■ TO DO
1. In the cat litter text, what does heating and extruding the pine litter cook out of it?
2. Pick up the cat litter text after its last sentence and continue writing it.

■ SELECTED PASSAGE

[Start of Attachment]

IPD - the process of heating and extruding the pine litter really cooks out the phenols and volatile oils. When you bust a bag open, it has a faint, faint pine aroma, but nothing like pine needles or fresh-milled pine wood. Because the cats are in and out, and the dissolved sawdust filters to the bottom where they are less likely to track it and ingest it, I'm comfortable with it. Additionally, with all my searching I wasn't able to find any hard evidence for heat-treated pine litter toxicity. For things like Pine-sol, sure - don't use that shit on your floors! - but not the heat-treated litters.
Sorry to hear about your dust allergies. Strangely enough, we originally started looking for new and better litters because my fat white atopic cat started getting sores between his pads from the wheat litter we were using.

[End of Attachment]

■ DATA PROVIDED

[Start of Attachment]

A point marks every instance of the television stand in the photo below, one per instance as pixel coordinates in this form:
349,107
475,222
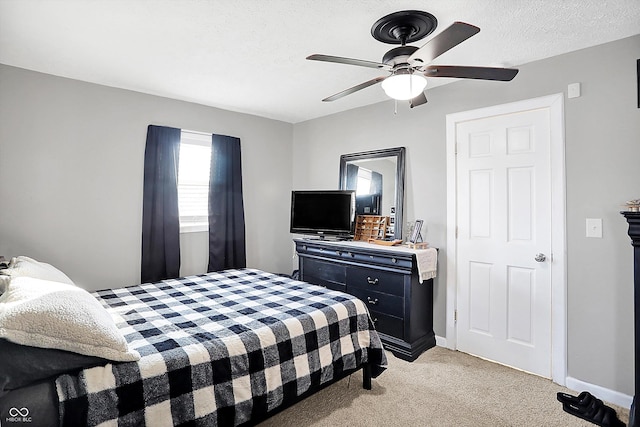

[End of Attachment]

■ ANSWERS TO THE TASKS
1. The phenols and volatile oils.

2.
arebelspy and daizy744 - I wish I could compost it! I live in a 700sf apartment with no dirt anywhere close. I have windowboxes :) The nice thing about the pine is that you can flush it in small amounts, though I generally chuck it. Little cat turds can be flushed even if they have pellets stuck to them, which isn't true for clay litters. If I could I'd compost in a heartbeat, though. The general rule is equal parts green matter and brown matter like sawdust, etc.
Also, for my post I was using the price I found online. At my local feed store, a 40lb bag goes for more like 5 or 6 dollars. So that's in the range of 60-72 dollars a year. And seriously, you cannot beat the odor control if you sift regularly. I tried about five kinds of litter before I found one that didn't PISS ME OFF every time I opened the front door coming home. GROSS!